Mt Spokane Photography said:


> ahsanford said:
> 
> 
> > If Canon did this, DXO would implode from having no one left to pick on.
> ...



i think thats beyond their ability


----------



## Marsu42 (Dec 15, 2014)

Marauder said:


> I think it would be a mistake for them to surrender chip design--both for Canon and for the users. There needs to be MORE sensor competition--not less.



+1, but Canon needs to do something in the high res department. But if they cannot compete themselves, limited competition is better than no competition at all.

I just talked to a well-off landscape photog still shooting mf film scans as he finds they are better than a 20mp dslr for what he does. When I told him about the upcoming Sony ~50mp cameras, he was thrilled and nearly ready to dump all his Canon gear right away. As a wildlife photog, this isn't my world, but there you are.


----------



## bellorusso (Dec 16, 2014)

well, this will be the end for Canon.


----------



## Don Haines (Dec 16, 2014)

Marsu42 said:


> Marauder said:
> 
> 
> > I think it would be a mistake for them to surrender chip design--both for Canon and for the users. There needs to be MORE sensor competition--not less.
> ...



If they wanted too, they could produce one easily. Take a 7D2 sensor design, build the design FF size, and you have a 50Mpixel FF camera that shoots 4FPS and needs 40 shots to fill the frame buffer.

The way I figure it, Canon should have 4 FF cameras in it's lineup....
the 1D series for indestructability and speed
the 5 series aimed at weddings and "do it all"
the 6 series as a low end camera
a new series of high megapixel cameras for landscape.

Let's see what the new year brings.... I predict a massive fleet update.


----------



## stochasticmotions (Dec 16, 2014)

This I would love to see, doesn't stop canon from continuing to produce other sensors but this might give them a quick way to put out a high resolution camera while they continue to design their own for a next generation camera.


----------



## steliosk (Dec 16, 2014)

its about time!

Canon is VERY late bringing that tech to DSLRs, better late than never.

According to the competition, the overall Canon system might be great but the sensors are crap.

I was impressed after playing with a G7X which has a Sony sensor
http://www.dpreview.com/reviews/canon-powershot-g7-x/9


----------



## Marauder (Dec 16, 2014)

Don Haines said:


> Marsu42 said:
> 
> 
> > Marauder said:
> ...
★ ★ ★
Exercise requirements -
In the Canon sensor thread, how many full-frame cameras does Don Haines think Canon should have in its lineup? Nothing in the listing is needed for the task.

Source data -
★ ★ ★
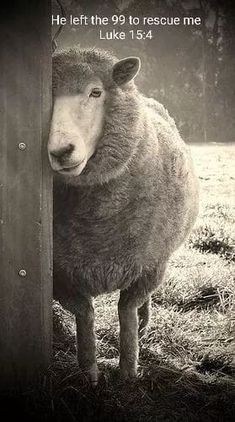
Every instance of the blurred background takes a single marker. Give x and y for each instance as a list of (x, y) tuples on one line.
[(190, 69)]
★ ★ ★
Exercise answer -
Four.